───── Selected extract
Wednesday, October 2, 2013

Scotland takes action: patient harm from surgical mesh.


Oct 1st, 2013 | By Jane Akre | Category: Media Reports FiDA highlight and comment below

The Sunday Mail

Scotland is making changes in the way the public is warned about transvaginal mesh.
The Scottish Parliament set up a transvaginal mesh working group in May 2013. Last week the TVM working group met with the Minister for Health and Well Being.
Scotland’s Health Minister Alex Neil has ordered the National Health Service to warn women about transvaginal mesh surgery after a series of reports in the Sunday Mail about the “horrific complications” suffered by hundreds of patients.
“Officials will produce revised consent forms and information leaflets within two weeks. The move follows our campaign revealing how women have been crippled and maimed by polypropylene mesh implanted during surgery meant to help bladder and prolapse problems.”
Mr. Neil made the announcement with five mesh victims and vowed that all health boards will be asked to use these new forms. A leaflet will be given to all women considering surgery with mesh. The Sunday Mail reports it has received contacts from more than 300 people who tell “how their lives were destroyed by the implants.”
Ironically there have been only six reports of complications by doctors in Scotland to United Kingdom’s version of the FDA, the Medicines and Healthcare Regulatory Agency.
Neil says “clearly the system isn’t working. Doctors aren’t compelled to report adverse incidents to the MHRA.”
Anti-mesh campaigners are calling for an implant register to record procedures involving implantable medical devices such as mesh, breast implants and hip replacements. The European Union was recently rocked by the PIP breast implant scandal where a French manufacturer was using industrial grade silicone to fill breast implants. The government has had to step in and pay for implant removal surgeries.
──────────
───── Source material
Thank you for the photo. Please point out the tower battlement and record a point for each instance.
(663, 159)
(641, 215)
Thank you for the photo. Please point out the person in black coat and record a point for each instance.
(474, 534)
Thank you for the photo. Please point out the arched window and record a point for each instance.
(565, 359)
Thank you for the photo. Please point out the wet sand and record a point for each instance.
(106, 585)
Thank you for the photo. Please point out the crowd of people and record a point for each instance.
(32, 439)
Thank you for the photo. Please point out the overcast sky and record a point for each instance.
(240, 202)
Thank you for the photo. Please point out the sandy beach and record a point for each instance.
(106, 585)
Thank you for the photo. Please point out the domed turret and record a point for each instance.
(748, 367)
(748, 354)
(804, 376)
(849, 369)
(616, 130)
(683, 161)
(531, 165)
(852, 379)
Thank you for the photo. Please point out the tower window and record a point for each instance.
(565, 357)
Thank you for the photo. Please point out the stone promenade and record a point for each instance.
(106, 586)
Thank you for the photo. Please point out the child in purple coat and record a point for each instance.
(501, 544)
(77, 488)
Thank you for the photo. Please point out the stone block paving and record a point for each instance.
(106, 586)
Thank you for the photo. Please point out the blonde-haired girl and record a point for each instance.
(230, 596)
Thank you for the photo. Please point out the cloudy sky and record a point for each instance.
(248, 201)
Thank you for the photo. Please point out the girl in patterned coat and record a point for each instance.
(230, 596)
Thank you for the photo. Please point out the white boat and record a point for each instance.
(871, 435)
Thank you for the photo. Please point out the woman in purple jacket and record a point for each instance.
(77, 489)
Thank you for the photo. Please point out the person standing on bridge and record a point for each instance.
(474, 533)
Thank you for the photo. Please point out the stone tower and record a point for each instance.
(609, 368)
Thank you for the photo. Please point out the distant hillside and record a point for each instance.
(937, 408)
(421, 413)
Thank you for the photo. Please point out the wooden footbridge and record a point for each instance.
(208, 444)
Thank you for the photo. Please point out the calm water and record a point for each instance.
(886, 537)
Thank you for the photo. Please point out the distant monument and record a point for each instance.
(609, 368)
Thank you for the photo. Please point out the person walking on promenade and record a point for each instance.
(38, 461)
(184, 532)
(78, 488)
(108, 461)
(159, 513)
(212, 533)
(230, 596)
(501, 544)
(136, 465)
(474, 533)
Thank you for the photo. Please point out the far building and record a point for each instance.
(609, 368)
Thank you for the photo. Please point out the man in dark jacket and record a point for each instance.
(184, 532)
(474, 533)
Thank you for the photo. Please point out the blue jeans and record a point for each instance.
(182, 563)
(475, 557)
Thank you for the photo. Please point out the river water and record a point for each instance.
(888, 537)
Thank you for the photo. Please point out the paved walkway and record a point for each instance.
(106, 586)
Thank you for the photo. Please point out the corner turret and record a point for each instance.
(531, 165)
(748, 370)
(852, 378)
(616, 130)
──────────
Please write what comes next in the surgical mesh article, starting after its final sentence. The listing has nothing to do with the surgical mesh article.

**Answer**
Drs. Raz, Margolis Help
Dr. Michael Thomas Margolis of Bay Area Pelvic Surgery and Dr. Shlomo Raz, a urologist from UCLA added their comments to the proceedings. Dr. Margolis wrote a letter to Minister Alex Neil and DR. Raz commented by email.   Here is the letter.
Dr. Margolis is a surgeon in the area of female pelvic reconstruction. He’s been removing mesh implants since the mid 1990’s and now removes two a week. He reports complications include injuries to the bladder, bowel, blood vessels and vagina.
He told the parliament he’s treated “patients with vaginal mesh erosion, chronic complications of mesh including chronic infection, chronic scarring, chronic pain, morbid disfigurement and loss of function of the vagina.”  Many marriages are ended by the mesh issue, he says.
Dr. Raz reported that partial mesh removals do not work for pain “It must be removed completely. Ultrasound is the only test that shows mesh. No other imaging will show it.”
“In the last 6 years we have removed more than 500 mesh complications. 70% of the patients are improved or cured while 30% are permanent disabled from the mesh including vaginal pain, leg pain, pain during intercourse. We remove all the mesh. This is the only hope for patients with complications from mesh,” Dr. Raz wrote in an email.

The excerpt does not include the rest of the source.